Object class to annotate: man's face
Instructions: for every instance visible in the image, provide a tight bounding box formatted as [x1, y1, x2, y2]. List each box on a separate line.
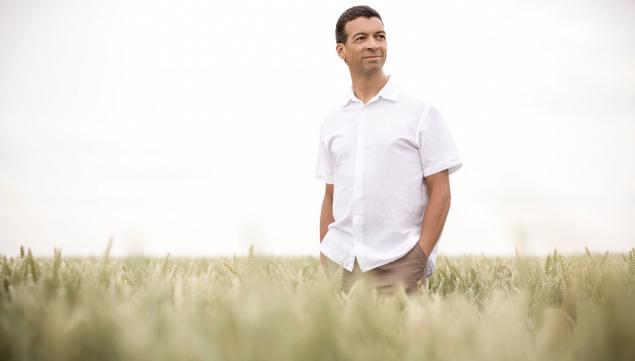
[337, 16, 387, 75]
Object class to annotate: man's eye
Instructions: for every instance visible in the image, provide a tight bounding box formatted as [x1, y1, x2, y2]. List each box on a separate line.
[376, 35, 386, 39]
[356, 37, 365, 42]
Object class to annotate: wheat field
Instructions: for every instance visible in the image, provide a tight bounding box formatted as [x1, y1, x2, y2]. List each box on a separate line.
[1, 244, 634, 361]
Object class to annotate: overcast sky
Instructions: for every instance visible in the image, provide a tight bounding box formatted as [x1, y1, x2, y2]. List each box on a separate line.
[1, 0, 634, 258]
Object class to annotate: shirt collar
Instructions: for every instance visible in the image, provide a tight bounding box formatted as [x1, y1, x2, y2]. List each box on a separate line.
[341, 75, 399, 107]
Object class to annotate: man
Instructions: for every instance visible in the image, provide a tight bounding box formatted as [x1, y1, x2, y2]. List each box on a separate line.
[315, 5, 463, 296]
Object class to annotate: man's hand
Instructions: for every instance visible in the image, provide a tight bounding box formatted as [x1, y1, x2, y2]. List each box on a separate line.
[417, 241, 429, 264]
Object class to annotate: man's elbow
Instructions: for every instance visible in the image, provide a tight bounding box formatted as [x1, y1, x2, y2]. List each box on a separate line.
[431, 187, 452, 208]
[443, 190, 452, 208]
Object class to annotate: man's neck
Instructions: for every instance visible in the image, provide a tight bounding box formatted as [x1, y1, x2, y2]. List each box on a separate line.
[350, 71, 389, 104]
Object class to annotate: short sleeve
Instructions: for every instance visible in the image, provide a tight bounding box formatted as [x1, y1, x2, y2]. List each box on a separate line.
[314, 121, 334, 184]
[417, 106, 463, 177]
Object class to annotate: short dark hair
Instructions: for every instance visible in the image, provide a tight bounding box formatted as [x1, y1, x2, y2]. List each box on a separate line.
[335, 5, 383, 44]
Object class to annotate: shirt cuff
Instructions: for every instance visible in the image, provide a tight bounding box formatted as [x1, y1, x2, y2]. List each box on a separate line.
[423, 159, 463, 177]
[314, 172, 334, 184]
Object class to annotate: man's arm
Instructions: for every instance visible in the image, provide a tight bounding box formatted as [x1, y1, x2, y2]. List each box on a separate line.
[417, 169, 452, 262]
[320, 184, 335, 269]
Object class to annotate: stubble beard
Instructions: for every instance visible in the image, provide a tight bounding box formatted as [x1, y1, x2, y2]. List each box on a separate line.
[359, 60, 385, 77]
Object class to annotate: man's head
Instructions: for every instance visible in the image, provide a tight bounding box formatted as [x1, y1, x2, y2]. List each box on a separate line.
[335, 5, 387, 76]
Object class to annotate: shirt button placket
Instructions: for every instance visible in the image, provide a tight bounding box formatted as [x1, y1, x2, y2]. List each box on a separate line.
[352, 106, 365, 265]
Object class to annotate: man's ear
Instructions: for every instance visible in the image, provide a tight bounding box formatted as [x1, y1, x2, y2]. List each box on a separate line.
[336, 43, 347, 63]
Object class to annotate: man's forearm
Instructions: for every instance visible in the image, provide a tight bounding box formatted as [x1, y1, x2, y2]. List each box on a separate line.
[418, 190, 451, 259]
[320, 196, 334, 242]
[319, 193, 335, 271]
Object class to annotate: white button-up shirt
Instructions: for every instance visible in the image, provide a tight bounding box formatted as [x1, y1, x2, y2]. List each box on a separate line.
[315, 76, 462, 278]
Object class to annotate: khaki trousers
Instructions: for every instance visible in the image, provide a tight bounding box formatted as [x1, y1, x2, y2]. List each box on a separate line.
[323, 242, 429, 297]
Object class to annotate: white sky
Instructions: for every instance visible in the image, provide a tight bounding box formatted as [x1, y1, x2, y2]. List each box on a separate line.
[1, 0, 634, 258]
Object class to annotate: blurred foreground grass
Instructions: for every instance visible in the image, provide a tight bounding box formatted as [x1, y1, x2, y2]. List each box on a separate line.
[1, 244, 634, 361]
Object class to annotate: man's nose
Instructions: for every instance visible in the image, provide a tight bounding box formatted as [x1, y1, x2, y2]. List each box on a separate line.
[366, 37, 379, 50]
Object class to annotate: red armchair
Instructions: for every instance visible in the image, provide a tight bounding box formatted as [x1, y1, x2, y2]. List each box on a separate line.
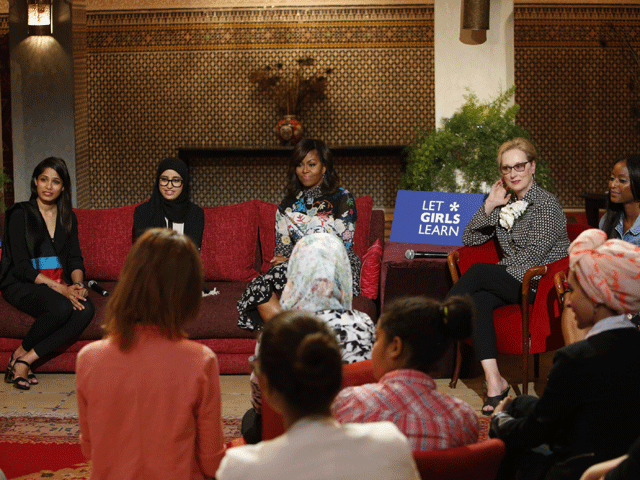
[262, 359, 505, 480]
[412, 438, 505, 480]
[447, 223, 591, 394]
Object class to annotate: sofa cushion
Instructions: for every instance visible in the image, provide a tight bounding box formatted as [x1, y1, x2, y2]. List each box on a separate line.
[353, 196, 373, 259]
[74, 204, 137, 281]
[201, 201, 260, 282]
[360, 239, 382, 300]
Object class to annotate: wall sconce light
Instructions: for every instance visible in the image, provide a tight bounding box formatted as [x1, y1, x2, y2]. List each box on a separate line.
[462, 0, 490, 31]
[28, 0, 52, 36]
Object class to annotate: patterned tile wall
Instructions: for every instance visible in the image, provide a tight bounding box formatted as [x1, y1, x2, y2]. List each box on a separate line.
[515, 4, 640, 207]
[86, 6, 434, 208]
[3, 4, 639, 210]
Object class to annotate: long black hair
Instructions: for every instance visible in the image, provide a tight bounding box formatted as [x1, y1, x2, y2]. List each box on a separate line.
[378, 296, 473, 373]
[30, 157, 73, 234]
[601, 154, 640, 239]
[285, 139, 339, 198]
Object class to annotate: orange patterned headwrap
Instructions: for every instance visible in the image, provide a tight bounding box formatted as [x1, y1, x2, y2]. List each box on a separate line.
[569, 229, 640, 314]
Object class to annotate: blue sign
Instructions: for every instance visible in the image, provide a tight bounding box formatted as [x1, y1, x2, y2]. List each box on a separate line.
[390, 190, 486, 246]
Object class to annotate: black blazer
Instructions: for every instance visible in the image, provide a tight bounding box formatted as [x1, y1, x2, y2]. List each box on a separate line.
[0, 199, 85, 302]
[492, 327, 640, 469]
[133, 201, 205, 249]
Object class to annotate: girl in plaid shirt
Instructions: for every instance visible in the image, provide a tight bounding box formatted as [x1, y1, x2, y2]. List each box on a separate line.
[331, 296, 479, 451]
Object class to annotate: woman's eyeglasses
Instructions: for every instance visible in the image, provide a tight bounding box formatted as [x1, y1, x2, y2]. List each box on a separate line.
[159, 177, 183, 188]
[560, 280, 573, 304]
[500, 161, 530, 175]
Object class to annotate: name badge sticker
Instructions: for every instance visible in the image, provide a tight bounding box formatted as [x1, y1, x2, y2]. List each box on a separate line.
[390, 190, 485, 246]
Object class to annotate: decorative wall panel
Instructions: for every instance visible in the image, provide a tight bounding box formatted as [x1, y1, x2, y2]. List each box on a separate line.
[86, 6, 434, 208]
[515, 4, 640, 207]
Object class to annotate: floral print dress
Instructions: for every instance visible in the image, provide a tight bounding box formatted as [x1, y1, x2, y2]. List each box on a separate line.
[237, 185, 361, 331]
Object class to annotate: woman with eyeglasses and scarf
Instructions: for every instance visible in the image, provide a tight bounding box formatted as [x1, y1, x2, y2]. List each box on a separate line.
[133, 157, 204, 249]
[445, 138, 570, 415]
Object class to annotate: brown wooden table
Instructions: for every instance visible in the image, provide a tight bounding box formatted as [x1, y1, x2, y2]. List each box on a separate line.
[380, 242, 458, 312]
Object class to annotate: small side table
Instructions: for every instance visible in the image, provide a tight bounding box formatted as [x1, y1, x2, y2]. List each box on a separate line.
[380, 242, 458, 312]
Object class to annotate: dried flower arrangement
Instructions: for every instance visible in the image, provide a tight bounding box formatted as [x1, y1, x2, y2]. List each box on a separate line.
[249, 57, 333, 116]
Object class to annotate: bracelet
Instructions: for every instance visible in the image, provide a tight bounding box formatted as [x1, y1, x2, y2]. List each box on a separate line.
[73, 282, 84, 288]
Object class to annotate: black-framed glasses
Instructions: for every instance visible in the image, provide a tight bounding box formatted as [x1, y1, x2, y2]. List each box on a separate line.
[159, 176, 183, 188]
[560, 280, 572, 304]
[500, 161, 530, 175]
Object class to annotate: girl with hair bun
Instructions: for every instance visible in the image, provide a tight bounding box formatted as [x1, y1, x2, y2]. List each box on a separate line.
[490, 229, 640, 480]
[216, 311, 420, 480]
[332, 296, 479, 451]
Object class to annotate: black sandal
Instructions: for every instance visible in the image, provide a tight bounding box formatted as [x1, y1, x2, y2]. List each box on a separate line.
[10, 359, 31, 390]
[482, 385, 510, 416]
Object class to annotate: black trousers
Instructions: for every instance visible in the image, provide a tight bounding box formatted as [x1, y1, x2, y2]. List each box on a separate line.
[7, 283, 94, 359]
[446, 263, 522, 360]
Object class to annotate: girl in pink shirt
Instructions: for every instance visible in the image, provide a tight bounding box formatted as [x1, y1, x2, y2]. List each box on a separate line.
[76, 228, 225, 480]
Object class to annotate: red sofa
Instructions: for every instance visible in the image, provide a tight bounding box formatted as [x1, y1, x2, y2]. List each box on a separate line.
[0, 197, 384, 374]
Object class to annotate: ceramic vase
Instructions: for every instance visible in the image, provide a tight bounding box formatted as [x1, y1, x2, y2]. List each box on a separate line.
[275, 115, 304, 145]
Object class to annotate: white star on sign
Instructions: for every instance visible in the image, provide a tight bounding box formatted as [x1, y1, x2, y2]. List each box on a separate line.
[450, 202, 460, 212]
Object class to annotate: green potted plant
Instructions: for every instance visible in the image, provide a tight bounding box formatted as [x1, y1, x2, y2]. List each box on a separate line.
[401, 87, 553, 193]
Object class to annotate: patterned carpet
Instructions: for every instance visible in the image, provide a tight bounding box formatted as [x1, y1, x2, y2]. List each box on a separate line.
[0, 414, 490, 479]
[0, 414, 242, 479]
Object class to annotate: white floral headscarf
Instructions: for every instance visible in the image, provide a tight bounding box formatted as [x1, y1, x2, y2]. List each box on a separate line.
[280, 233, 353, 312]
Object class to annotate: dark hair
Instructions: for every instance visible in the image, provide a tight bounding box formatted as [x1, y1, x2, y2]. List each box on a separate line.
[104, 228, 203, 351]
[259, 311, 342, 418]
[285, 138, 339, 198]
[30, 157, 73, 234]
[378, 296, 473, 373]
[601, 154, 640, 239]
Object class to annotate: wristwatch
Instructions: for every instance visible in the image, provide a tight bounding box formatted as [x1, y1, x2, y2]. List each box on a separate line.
[73, 282, 85, 288]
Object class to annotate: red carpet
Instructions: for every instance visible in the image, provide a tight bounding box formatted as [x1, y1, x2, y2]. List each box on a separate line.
[0, 441, 87, 479]
[0, 415, 242, 479]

Problem statement –
Report how many lines in the listing above include the word "carpet". Give nothing but the number.

Response for this exercise –
2